▶ _Description of the task_:
Please reproduce the following records exactly, with nothing omitted.
(Exercise inputs)
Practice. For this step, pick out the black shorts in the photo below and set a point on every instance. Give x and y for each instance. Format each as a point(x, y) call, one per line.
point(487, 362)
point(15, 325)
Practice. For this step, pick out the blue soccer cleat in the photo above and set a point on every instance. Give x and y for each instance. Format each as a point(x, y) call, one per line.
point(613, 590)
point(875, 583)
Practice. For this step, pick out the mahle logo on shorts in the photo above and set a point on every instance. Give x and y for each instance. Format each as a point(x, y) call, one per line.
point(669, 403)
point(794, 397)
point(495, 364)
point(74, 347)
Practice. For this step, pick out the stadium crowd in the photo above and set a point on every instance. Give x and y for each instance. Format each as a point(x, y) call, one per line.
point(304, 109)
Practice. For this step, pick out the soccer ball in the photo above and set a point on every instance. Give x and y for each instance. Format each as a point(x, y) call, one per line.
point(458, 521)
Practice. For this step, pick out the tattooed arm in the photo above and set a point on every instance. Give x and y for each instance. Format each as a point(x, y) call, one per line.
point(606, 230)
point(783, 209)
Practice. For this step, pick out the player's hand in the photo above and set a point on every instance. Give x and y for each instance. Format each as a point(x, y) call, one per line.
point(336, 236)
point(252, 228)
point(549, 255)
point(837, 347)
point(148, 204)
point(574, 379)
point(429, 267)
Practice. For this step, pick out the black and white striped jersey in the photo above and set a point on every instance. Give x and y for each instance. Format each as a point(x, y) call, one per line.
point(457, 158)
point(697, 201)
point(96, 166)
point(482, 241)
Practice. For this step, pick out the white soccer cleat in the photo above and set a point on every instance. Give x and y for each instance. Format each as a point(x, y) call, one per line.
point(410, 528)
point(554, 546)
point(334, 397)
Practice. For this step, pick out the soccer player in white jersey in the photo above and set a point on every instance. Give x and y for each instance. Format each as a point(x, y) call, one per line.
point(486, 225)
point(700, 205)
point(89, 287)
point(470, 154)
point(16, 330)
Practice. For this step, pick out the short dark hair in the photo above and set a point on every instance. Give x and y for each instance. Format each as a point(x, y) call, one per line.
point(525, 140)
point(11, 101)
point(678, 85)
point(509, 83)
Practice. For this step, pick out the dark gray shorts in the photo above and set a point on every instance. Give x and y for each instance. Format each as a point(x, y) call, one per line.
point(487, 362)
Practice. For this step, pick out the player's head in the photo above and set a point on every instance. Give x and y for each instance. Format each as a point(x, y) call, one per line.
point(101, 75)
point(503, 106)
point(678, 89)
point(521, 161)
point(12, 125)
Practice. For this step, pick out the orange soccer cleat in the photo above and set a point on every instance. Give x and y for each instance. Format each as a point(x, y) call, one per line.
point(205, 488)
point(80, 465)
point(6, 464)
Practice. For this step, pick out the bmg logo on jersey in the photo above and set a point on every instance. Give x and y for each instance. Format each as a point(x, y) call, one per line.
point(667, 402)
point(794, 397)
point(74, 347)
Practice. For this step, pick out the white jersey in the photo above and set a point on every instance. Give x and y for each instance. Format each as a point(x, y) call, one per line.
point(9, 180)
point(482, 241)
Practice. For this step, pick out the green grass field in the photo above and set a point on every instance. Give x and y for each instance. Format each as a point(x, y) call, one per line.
(End Exercise inputs)
▶ _Response to this task_:
Practice. For this step, pick out the black shorts in the photo below and set a point on every instance. Give x and y for each instance. Format each as a point(x, y) call, one per line.
point(487, 362)
point(15, 325)
Practice. For this step, pick out the blue soccer cleat in the photo above and set a point on every instance. Give x and y for each instance. Format each as a point(x, y) call, one per line.
point(613, 590)
point(875, 583)
Practice. For this step, pick out the mahle logo on shorts in the photo above and set a point on every instance. Give x and y for each instance. Format each as a point(x, y) call, one per line.
point(669, 403)
point(794, 397)
point(495, 364)
point(74, 347)
Practice. For this step, pick out the stadium crowd in the photo above and set a point on every instance. Give x and y for each instance. Format each as a point(x, y) call, one per line.
point(304, 109)
Practice. For this step, pick out the soccer ball in the photo above and set a point on every instance. Give x and y for each instance. Format each as a point(x, y) call, one per line.
point(458, 521)
Practice. For this step, pick out the tattooed arm in the photo above and set a point on every instance. Give x and y for each instance. Format each as a point(x, y) call, one per line.
point(606, 230)
point(783, 209)
Practice. For this step, pick out the player's hand in the photo above and set a point on every instance. Give x and y for each instance. Format each as a point(x, y) call, one per line.
point(336, 236)
point(252, 228)
point(549, 255)
point(837, 347)
point(148, 204)
point(574, 379)
point(429, 267)
Practice. For this step, pick out the black and white striped jersey in the photo above and set a point on every instance. Give x and y for each instance. Format each as a point(x, y) call, one per line.
point(457, 158)
point(697, 201)
point(96, 166)
point(482, 241)
Practice. For this step, pick out the white soccer cleat in the photo above and set a point on every instance. Give x and y for each instance. Format each as a point(x, y) call, one per line.
point(410, 528)
point(554, 546)
point(334, 397)
Practice. For this step, pick out the soccer player in white jersey in the photo above and set a point on every instance. Give x and y for each instance. Format each as a point(x, y) call, one per line.
point(486, 225)
point(700, 205)
point(89, 287)
point(470, 154)
point(16, 330)
Practice. For this step, pick out the short dark hair in the photo above and set a point on every instance. Give x and y for each instance. Format each as a point(x, y) call, one per line.
point(525, 140)
point(11, 101)
point(678, 85)
point(509, 83)
Practice. For this step, pick out the dark gray shorts in the photo above and set a point on every instance. Give x and y for each instance. Format each as a point(x, y) call, one per line.
point(487, 362)
Practice. For this step, pick out the player's head in the photo above and set a point on every instance. Give x and y for each instance. Format each as a point(x, y) call, one per line.
point(101, 75)
point(503, 106)
point(678, 89)
point(521, 161)
point(12, 125)
Practice. For this step, pick out the orange soccer cleat in the photo above and set a point on every instance. Give x and y for each instance. Format each as a point(x, y) call, one per line.
point(205, 488)
point(80, 465)
point(6, 464)
Practice. For this step, pick out the bmg logo on jersey in the photo above and set a point on every instance. Give x and y for each instance. Format each as a point(x, y) call, one per line.
point(667, 402)
point(794, 397)
point(74, 347)
Practice. For this step, pick out the white jersey in the photo above and set a point on every instance. Give x and y for each instance. Format each as a point(x, y) call, one per line.
point(9, 180)
point(482, 241)
Practice. For this step, pick out the green grass field in the photo above and set a point on every instance. Give x and y for each instance. Format each as a point(x, y) call, one per line.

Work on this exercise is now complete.